__ASSIGNMENT__:
When the line containing "Where can the necktie" appears in the entries below, begin printing there and stop after the line containing "Where can the flag"; print each of those lines exactly and no other line.

─── DATA SUPPLIED ───

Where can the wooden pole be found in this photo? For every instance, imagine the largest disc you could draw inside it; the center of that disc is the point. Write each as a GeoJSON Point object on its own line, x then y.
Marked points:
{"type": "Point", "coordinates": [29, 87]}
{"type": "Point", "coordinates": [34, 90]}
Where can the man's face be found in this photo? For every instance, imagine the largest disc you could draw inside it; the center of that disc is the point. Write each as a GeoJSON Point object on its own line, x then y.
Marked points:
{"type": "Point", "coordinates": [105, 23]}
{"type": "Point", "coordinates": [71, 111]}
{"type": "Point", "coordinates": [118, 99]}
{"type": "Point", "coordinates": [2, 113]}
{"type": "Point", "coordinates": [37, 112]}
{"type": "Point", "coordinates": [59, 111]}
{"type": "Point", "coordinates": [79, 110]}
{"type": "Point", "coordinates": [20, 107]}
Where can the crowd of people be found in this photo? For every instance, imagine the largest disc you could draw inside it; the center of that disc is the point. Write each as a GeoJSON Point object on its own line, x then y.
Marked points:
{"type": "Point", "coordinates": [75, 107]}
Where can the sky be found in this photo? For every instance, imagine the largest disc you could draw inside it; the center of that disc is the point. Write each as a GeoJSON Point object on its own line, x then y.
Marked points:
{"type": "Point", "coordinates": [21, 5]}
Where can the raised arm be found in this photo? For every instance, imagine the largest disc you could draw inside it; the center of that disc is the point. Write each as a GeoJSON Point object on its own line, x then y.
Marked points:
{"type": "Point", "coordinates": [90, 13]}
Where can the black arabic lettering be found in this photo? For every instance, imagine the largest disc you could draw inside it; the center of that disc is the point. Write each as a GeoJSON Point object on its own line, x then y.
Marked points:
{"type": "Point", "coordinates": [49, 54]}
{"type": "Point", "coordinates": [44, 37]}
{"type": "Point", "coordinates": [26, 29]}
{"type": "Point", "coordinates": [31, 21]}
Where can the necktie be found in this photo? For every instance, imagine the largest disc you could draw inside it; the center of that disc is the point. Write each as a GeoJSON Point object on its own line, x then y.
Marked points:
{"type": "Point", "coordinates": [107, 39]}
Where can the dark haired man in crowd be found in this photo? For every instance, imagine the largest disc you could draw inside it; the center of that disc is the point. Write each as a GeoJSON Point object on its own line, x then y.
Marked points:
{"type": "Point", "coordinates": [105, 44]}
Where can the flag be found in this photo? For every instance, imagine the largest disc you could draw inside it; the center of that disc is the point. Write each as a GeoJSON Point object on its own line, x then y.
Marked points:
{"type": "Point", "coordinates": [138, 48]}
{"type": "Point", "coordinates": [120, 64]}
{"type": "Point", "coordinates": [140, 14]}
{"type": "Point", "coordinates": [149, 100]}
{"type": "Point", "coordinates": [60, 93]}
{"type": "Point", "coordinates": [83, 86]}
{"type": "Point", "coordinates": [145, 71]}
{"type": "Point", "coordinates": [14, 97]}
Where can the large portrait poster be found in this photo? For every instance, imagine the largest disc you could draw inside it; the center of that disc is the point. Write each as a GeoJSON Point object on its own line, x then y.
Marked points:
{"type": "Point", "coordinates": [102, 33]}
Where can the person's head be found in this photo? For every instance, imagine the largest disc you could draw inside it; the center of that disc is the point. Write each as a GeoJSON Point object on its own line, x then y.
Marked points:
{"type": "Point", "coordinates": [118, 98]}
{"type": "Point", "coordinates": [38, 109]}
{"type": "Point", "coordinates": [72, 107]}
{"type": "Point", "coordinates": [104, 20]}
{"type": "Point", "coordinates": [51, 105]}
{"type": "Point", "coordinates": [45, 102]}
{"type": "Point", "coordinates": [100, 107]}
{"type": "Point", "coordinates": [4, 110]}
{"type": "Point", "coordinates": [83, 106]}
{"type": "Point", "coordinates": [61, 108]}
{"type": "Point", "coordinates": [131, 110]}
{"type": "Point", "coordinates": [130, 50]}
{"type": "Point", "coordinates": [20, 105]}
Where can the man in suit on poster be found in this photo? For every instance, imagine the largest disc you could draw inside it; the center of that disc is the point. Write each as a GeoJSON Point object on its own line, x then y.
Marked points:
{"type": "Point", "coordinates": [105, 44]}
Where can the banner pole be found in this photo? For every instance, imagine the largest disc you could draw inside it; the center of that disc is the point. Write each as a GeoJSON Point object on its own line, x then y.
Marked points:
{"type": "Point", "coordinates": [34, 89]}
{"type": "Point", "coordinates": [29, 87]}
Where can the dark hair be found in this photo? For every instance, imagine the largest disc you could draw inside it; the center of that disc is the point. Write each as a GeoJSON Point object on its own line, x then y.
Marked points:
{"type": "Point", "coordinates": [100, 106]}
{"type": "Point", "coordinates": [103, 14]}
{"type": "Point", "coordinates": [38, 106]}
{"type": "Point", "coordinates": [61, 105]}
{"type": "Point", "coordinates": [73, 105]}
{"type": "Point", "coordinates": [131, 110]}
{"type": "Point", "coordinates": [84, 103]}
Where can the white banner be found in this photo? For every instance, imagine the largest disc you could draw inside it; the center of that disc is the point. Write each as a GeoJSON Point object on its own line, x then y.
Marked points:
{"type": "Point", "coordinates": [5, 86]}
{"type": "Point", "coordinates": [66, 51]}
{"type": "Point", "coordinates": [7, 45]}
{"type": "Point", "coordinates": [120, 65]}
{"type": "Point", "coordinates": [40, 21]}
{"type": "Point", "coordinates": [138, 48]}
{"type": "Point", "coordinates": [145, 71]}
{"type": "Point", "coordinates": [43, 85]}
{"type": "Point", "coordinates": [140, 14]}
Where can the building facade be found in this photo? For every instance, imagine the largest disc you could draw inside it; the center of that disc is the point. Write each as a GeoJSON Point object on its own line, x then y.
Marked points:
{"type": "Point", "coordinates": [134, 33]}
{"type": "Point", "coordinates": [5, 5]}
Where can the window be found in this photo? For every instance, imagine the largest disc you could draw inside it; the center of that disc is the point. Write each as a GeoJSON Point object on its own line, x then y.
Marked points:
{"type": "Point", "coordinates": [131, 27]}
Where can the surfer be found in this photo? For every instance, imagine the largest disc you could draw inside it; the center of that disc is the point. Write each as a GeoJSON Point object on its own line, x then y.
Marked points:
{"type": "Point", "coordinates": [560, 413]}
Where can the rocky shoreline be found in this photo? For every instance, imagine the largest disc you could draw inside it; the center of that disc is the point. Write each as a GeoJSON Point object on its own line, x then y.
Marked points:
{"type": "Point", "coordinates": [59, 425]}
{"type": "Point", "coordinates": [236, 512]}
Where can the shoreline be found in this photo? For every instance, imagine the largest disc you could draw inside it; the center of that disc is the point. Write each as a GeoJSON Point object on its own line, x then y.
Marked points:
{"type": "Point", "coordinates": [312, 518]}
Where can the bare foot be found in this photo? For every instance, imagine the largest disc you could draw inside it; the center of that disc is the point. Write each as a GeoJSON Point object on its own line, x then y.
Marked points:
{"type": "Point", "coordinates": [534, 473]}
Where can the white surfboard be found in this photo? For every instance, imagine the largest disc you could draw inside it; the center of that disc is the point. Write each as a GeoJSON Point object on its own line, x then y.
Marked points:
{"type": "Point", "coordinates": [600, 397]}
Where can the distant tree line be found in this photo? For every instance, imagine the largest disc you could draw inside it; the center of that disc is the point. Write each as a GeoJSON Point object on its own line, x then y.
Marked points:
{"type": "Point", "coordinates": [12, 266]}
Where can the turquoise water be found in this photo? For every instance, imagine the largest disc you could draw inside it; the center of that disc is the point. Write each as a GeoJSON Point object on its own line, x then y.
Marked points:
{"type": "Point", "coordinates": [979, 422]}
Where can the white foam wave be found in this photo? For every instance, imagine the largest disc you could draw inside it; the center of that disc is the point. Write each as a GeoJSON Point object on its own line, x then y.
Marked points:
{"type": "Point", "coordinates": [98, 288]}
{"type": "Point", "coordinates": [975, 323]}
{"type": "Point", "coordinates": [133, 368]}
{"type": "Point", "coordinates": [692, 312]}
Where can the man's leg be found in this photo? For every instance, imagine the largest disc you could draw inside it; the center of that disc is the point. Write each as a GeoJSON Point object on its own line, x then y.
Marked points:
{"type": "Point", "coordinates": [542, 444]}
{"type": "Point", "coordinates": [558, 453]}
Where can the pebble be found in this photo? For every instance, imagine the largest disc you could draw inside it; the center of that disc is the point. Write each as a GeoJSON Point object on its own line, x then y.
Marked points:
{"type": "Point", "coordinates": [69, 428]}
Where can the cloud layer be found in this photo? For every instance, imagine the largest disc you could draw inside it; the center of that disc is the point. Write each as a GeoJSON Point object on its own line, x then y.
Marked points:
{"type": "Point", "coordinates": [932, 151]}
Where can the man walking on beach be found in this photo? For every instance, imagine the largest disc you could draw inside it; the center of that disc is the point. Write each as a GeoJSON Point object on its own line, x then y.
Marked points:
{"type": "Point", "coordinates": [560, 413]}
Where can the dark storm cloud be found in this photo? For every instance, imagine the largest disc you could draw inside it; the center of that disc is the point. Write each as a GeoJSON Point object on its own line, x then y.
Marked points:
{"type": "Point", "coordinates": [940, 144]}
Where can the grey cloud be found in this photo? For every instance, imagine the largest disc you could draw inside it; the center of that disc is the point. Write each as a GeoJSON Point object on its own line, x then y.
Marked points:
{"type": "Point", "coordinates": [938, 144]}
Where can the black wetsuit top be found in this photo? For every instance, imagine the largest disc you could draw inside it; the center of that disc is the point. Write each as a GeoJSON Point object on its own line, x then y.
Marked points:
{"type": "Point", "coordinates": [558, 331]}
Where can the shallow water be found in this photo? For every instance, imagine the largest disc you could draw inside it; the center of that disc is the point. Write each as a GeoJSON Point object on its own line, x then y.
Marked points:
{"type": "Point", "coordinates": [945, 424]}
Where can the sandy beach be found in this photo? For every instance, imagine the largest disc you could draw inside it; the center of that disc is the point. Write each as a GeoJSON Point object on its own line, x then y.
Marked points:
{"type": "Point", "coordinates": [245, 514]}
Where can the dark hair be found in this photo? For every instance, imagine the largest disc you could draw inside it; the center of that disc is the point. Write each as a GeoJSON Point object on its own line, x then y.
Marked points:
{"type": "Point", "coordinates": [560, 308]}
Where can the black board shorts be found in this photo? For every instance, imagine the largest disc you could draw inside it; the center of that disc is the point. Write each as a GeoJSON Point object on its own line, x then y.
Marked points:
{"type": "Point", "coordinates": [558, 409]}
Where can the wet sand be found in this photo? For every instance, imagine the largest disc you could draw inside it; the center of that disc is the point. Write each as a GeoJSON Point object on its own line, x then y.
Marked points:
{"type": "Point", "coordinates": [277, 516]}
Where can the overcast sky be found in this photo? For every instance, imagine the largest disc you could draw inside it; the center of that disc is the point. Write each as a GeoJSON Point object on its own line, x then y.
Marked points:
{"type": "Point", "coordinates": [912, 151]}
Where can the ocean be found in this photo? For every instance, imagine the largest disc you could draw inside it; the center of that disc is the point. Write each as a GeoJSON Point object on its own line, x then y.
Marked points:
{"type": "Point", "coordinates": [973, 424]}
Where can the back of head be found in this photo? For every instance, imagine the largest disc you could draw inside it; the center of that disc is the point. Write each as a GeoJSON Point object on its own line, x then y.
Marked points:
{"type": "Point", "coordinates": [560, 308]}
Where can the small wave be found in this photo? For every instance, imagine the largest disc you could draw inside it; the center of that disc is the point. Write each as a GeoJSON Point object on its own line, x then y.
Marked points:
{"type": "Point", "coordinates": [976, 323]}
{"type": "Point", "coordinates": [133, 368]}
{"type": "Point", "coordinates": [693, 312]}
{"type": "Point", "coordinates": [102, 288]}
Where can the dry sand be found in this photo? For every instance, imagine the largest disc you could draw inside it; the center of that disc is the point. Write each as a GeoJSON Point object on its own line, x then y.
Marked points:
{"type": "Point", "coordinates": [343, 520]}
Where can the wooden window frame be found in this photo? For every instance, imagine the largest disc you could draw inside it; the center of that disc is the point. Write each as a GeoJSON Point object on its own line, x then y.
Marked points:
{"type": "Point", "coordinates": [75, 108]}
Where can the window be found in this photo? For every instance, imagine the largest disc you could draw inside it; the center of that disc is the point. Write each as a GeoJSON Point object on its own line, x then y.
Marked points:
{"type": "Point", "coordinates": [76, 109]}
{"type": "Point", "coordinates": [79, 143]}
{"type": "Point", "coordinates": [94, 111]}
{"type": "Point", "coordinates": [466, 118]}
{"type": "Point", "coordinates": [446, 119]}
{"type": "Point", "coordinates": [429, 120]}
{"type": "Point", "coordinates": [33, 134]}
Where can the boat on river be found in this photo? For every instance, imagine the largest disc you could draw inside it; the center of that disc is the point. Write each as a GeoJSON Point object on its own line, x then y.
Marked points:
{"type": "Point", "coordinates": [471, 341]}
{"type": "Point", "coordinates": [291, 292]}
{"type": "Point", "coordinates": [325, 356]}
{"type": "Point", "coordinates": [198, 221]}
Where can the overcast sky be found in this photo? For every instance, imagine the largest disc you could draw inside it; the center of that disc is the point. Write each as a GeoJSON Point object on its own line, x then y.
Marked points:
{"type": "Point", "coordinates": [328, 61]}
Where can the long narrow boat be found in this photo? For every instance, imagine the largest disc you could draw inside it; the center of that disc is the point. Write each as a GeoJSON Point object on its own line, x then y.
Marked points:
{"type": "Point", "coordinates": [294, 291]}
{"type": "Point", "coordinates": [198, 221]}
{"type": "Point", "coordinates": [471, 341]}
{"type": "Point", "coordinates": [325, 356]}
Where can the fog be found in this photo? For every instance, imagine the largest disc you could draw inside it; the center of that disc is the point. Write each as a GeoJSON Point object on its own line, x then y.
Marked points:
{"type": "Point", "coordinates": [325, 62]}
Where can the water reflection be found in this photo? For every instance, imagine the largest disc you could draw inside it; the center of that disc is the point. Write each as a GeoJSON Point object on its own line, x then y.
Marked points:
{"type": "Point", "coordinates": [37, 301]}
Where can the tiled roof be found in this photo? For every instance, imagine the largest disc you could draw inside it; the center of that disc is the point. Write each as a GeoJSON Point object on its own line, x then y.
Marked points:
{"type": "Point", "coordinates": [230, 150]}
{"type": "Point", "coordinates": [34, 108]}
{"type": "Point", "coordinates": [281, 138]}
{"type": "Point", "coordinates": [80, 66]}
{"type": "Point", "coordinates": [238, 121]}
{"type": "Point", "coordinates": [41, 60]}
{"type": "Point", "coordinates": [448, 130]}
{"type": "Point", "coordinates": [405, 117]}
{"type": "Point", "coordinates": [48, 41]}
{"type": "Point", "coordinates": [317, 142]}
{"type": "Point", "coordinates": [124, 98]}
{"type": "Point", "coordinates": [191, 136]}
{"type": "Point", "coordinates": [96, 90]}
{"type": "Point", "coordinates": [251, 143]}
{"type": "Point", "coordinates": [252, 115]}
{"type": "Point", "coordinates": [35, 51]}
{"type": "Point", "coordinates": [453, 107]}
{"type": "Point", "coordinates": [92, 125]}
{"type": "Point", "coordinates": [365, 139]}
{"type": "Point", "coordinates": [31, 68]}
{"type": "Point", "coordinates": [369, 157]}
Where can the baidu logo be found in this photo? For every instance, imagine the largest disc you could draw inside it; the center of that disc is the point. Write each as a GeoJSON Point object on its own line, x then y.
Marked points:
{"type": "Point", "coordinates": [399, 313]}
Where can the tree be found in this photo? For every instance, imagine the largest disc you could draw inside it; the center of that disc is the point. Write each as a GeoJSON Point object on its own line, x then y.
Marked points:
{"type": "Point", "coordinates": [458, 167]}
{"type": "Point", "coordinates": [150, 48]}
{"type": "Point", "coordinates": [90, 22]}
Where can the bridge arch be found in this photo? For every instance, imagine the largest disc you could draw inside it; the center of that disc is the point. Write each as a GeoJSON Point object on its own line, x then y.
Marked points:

───

__RESPONSE TO THE EXERCISE__:
Where can the necktie be found in this photo? For every instance, imagine the largest disc you could draw inside it; the center of that disc is the point. Write each as a GeoJSON Point object on its own line, x then y.
Marked points:
{"type": "Point", "coordinates": [107, 39]}
Where can the dark haired man in crowd be found in this photo? For every instance, imagine the largest disc you could draw inside it; the center of that disc is the point. Write each as a GeoJSON Point object on its own line, x then y.
Marked points:
{"type": "Point", "coordinates": [105, 44]}
Where can the flag be found in this photo? For every instance, imagine the largest disc you could draw inside it; the center of that disc is the point. Write each as a GeoJSON Point object on its own line, x then y.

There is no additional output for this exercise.